Directive: Could you repeat the records below line for line, with no changes?

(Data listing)
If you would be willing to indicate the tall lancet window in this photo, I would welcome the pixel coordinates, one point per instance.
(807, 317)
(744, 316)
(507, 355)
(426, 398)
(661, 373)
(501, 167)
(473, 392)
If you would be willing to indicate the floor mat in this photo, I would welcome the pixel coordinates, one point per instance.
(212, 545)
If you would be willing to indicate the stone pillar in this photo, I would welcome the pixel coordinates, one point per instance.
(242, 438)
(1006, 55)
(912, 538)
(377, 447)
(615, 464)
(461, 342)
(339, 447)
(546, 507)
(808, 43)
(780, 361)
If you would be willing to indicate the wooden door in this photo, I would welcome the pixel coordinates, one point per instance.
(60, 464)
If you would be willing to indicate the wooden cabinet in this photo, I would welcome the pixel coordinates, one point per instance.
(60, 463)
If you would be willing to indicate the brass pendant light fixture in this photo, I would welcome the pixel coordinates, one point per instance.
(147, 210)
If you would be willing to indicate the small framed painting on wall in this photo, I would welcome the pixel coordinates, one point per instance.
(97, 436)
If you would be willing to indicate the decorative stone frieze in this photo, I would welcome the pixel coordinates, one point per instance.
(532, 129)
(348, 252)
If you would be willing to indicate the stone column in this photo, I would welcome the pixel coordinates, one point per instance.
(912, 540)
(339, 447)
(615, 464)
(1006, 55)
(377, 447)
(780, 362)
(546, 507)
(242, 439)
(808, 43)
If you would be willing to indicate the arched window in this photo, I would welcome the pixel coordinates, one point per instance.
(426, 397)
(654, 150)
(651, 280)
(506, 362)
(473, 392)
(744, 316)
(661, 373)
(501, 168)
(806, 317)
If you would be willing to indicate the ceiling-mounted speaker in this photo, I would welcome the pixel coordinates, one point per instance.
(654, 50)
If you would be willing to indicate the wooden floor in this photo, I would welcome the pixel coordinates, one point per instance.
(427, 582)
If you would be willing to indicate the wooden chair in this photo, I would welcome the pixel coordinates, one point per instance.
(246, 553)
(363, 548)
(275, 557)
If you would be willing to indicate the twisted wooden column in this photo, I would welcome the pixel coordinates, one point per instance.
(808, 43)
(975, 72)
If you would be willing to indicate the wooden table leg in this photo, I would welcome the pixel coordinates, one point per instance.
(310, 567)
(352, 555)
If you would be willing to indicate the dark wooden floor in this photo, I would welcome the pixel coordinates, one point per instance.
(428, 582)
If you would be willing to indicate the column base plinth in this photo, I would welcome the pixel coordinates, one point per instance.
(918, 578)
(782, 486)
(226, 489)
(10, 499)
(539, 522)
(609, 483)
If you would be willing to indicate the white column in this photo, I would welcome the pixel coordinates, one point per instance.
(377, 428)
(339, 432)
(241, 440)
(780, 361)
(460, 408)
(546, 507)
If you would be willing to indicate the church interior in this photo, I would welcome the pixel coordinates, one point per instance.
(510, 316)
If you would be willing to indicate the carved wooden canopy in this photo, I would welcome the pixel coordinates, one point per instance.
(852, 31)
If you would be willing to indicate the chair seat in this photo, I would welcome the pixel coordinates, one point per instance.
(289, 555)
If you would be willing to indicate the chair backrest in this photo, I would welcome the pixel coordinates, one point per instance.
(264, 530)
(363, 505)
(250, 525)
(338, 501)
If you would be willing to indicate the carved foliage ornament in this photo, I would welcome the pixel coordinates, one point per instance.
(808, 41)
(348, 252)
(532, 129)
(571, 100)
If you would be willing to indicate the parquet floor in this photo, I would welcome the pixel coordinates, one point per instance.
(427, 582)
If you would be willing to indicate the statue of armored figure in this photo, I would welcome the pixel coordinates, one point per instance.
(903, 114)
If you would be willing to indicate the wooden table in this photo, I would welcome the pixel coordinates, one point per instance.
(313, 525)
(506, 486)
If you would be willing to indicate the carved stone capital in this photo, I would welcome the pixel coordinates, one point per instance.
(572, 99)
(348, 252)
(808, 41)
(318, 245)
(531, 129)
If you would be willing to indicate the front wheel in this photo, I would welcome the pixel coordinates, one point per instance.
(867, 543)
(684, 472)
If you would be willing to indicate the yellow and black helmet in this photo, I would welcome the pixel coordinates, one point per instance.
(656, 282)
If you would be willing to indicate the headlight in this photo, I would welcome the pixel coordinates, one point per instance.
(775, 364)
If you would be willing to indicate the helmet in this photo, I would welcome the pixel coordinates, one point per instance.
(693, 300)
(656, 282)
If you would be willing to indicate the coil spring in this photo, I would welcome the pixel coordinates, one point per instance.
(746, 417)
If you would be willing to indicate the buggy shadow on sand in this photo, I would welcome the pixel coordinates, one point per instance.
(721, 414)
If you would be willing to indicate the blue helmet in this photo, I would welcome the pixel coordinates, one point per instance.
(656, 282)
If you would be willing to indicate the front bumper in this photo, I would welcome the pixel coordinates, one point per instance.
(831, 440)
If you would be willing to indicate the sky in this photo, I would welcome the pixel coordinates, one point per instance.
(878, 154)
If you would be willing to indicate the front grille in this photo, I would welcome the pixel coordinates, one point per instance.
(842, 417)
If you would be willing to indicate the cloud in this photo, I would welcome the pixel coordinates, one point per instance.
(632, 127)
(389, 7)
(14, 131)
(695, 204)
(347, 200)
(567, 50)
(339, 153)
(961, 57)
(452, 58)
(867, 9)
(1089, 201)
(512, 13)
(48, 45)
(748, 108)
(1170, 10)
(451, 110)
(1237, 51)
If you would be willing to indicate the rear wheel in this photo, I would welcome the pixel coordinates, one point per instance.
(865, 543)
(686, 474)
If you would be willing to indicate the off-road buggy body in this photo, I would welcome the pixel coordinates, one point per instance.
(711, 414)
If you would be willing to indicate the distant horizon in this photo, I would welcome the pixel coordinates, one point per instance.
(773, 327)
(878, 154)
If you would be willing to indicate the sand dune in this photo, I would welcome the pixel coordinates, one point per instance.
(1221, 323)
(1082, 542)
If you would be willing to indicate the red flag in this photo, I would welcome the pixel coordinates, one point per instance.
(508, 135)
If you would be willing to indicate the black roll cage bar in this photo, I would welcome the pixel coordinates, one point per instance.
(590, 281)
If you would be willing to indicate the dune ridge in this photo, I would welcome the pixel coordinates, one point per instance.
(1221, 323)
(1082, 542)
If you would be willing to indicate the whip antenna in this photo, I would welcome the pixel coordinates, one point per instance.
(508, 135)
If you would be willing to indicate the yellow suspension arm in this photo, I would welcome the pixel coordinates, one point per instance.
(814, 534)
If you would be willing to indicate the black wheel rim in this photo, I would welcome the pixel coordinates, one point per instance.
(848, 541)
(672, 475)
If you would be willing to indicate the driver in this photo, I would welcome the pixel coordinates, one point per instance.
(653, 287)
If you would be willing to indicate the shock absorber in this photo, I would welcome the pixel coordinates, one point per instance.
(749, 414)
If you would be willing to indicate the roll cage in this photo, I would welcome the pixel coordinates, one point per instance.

Problem solution:
If you would be willing to indicate the tall lancet window in this photo, I would welcome the pixel coordinates, one point per instance.
(807, 317)
(744, 316)
(507, 355)
(426, 398)
(661, 373)
(501, 167)
(473, 392)
If you would be willing to indicate the floor mat in this photo, I would welcome the pixel coordinates, one point per instance.
(212, 545)
If you would be willing to indicate the stone pillar in this photo, I would welcome the pixel coordinates, one point per instance.
(242, 438)
(1006, 55)
(912, 538)
(377, 447)
(615, 464)
(461, 342)
(339, 447)
(546, 507)
(808, 43)
(780, 361)
If you would be willing to indicate the wooden door in this photo, I would welcome the pixel coordinates, one point per instance.
(60, 464)
If you would be willing to indicate the wooden cabinet in this photo, I would welcome the pixel coordinates, one point per instance.
(60, 463)
If you would be willing to indicate the brass pendant light fixture in this photo, I would welcome the pixel coordinates, one point per instance.
(147, 210)
If you would be willing to indicate the small framed painting on wall in this photo, I would welcome the pixel coordinates, one point per instance.
(97, 436)
If you would be willing to indicate the decorative stone frieze in this photo, I would welcome the pixel coordinates, one point per instance.
(532, 129)
(348, 252)
If you would be willing to indicate the stone column in this photo, I would welcome the pixel coordinates, one point per instance.
(912, 540)
(339, 447)
(615, 464)
(1006, 55)
(377, 447)
(780, 362)
(546, 507)
(242, 439)
(808, 43)
If you would be willing to indicate the arched window in this photo, I would welcome the pixel coordinates, one point per instance.
(426, 397)
(654, 150)
(651, 280)
(506, 362)
(473, 392)
(744, 316)
(661, 373)
(501, 168)
(806, 317)
If you would be willing to indicate the ceiling-mounted speaker in this photo, I would welcome the pixel coordinates, one point per instance.
(654, 50)
If you would be willing to indicate the wooden floor in this photo, I would welcome the pixel coordinates, one point per instance.
(427, 582)
If you would be willing to indicate the wooden chair in this photo, I would welcome the pixel coordinates, one point per instance.
(246, 553)
(363, 548)
(275, 557)
If you would be willing to indicate the twisted wooden column in this photo, I would welcome the pixel coordinates, one point per instance.
(808, 43)
(975, 72)
If you would be willing to indicate the wooden table leg in this photo, I would welcome the pixel coordinates, one point per instance.
(310, 567)
(352, 555)
If you would be willing to indicate the dark wooden floor in this photo, I would welcome the pixel coordinates, one point per instance.
(428, 582)
If you would be willing to indicate the column base plinth in this photo, I would welcome the pixel coordinates, one point per instance.
(918, 578)
(782, 486)
(226, 489)
(10, 499)
(539, 522)
(609, 483)
If you would be willing to indicate the white column in this photo, I would welcome the pixel coordinates, one point per instance.
(377, 428)
(339, 432)
(241, 440)
(780, 361)
(460, 408)
(546, 507)
If you would be willing to indicate the church interior in this photo, I would welcome the pixel coordinates, one point per instance.
(510, 316)
If you would be willing to indicate the carved wooden canopy in this photo, I would welcome the pixel coordinates, one point per instance.
(852, 31)
If you would be willing to indicate the chair seat in this photo, I would welcome the pixel coordinates, one point per instance.
(289, 555)
If you would be willing to indicate the chair backrest in this photo, I would welcome the pixel coordinates, one point per instance.
(264, 530)
(363, 505)
(250, 525)
(338, 501)
If you would be willing to indicate the carved foliage ornament in this photo, I would welcome the pixel coordinates, one point per instance.
(808, 41)
(348, 252)
(532, 129)
(571, 100)
If you would be willing to indicate the parquet floor in this photo, I would welcome the pixel coordinates, one point per instance.
(427, 582)
If you would be willing to indicate the statue of armored figure in this photo, I would welcome the pixel coordinates, one point per instance.
(903, 114)
If you would be willing to indicate the wooden table in this photo, I would welcome the pixel coordinates, one point per instance.
(313, 525)
(506, 486)
If you would be willing to indicate the carved stone capital in this photo, I would welcome the pixel coordinates, one point per instance.
(572, 99)
(348, 252)
(808, 41)
(318, 245)
(531, 129)
If you would be willing to indicate the front wheel in this photo, I would welcome the pixel coordinates, one point per instance.
(867, 543)
(684, 472)
If you would be willing to indicate the yellow and black helmet in this photo, I would welcome the pixel coordinates, one point per instance.
(656, 282)
If you would be willing to indicate the headlight in this photo, I would welcome the pixel coordinates, one point per instance.
(775, 364)
If you would be willing to indicate the helmet in this photo, I would welcome the pixel coordinates, one point per instance.
(693, 300)
(656, 282)
If you would be willing to indicate the coil spring in this photo, I would welcome the pixel coordinates, one point per instance.
(746, 417)
If you would be willing to indicate the buggy shadow on sand in this photo, I would welcome the pixel coordinates, one point per instance.
(721, 414)
If you would be willing to indicate the blue helmet in this photo, I would welcome the pixel coordinates, one point per instance.
(656, 282)
If you would be willing to indicate the front bumper in this photo, I would welcome the pixel coordinates, one point per instance.
(831, 440)
If you would be willing to indicate the sky in this photo, I would welcome the pixel coordinates, one point per instance.
(878, 154)
If you would be willing to indicate the front grille in this photo, I would welcome the pixel coordinates, one point per instance.
(842, 417)
If you would be willing to indicate the cloud in this photo, I would welcome the pixel coordinates, one point per instance.
(632, 127)
(389, 7)
(14, 131)
(695, 204)
(347, 200)
(567, 50)
(339, 153)
(961, 57)
(452, 58)
(867, 9)
(1089, 201)
(512, 13)
(48, 45)
(748, 108)
(1170, 10)
(451, 110)
(1237, 51)
If you would be willing to indicate the rear wheel in this photo, I would welcome the pixel coordinates, one point per instance.
(865, 543)
(686, 474)
If you would be willing to indicate the off-road buggy body in this photo, I would welcome the pixel coordinates, one point per instance.
(711, 414)
If you would be willing to indicate the distant horizon in this photo, I would welcome the pixel coordinates, one point per instance.
(773, 327)
(878, 154)
If you would be willing to indicate the sand dune in this photo, I would welcome the pixel coordinates, one point per instance.
(1221, 323)
(1082, 542)
If you would be willing to indicate the red flag in this photo, I would welcome the pixel coordinates, one point per instance.
(508, 135)
If you would be willing to indicate the black roll cage bar in this photo, I would welcome the pixel coordinates, one point per instance.
(590, 281)
If you would be willing to indicate the dune ridge in this photo, I would welcome the pixel coordinates, one point per instance.
(1221, 323)
(1082, 542)
If you would be willing to indicate the whip antenna in this photo, I would welcome the pixel coordinates, one point per instance.
(508, 135)
If you would be willing to indicate the yellow suspension arm in this photo, I would welcome the pixel coordinates, one point per instance.
(814, 534)
If you would be willing to indicate the black wheel rim in this photo, I would welcome the pixel coordinates, one point per instance.
(848, 541)
(672, 475)
If you would be willing to indicate the driver in this photo, I would welcome the pixel coordinates, one point per instance.
(653, 287)
If you would be willing to indicate the shock absorber in this photo, I would welcome the pixel coordinates, one point per instance.
(749, 414)
If you would be willing to indicate the roll cage in this photo, I would welcome the pixel coordinates, one point per instance.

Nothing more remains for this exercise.